## Supplied records:

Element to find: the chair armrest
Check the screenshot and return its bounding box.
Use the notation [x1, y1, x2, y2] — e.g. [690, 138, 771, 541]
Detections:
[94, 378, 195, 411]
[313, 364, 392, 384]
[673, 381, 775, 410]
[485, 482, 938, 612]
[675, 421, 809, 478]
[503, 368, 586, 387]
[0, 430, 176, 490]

## Brief:
Transcribe all of the data so that each line matches the source exactly.

## Expected answer:
Element to find: the chair armrest
Check the screenshot and return its bounding box.
Use the notation [x1, y1, x2, y2] — e.g. [690, 138, 771, 541]
Detections:
[94, 378, 195, 411]
[313, 364, 392, 384]
[673, 381, 775, 410]
[485, 482, 938, 612]
[675, 421, 809, 478]
[503, 368, 586, 387]
[0, 430, 176, 490]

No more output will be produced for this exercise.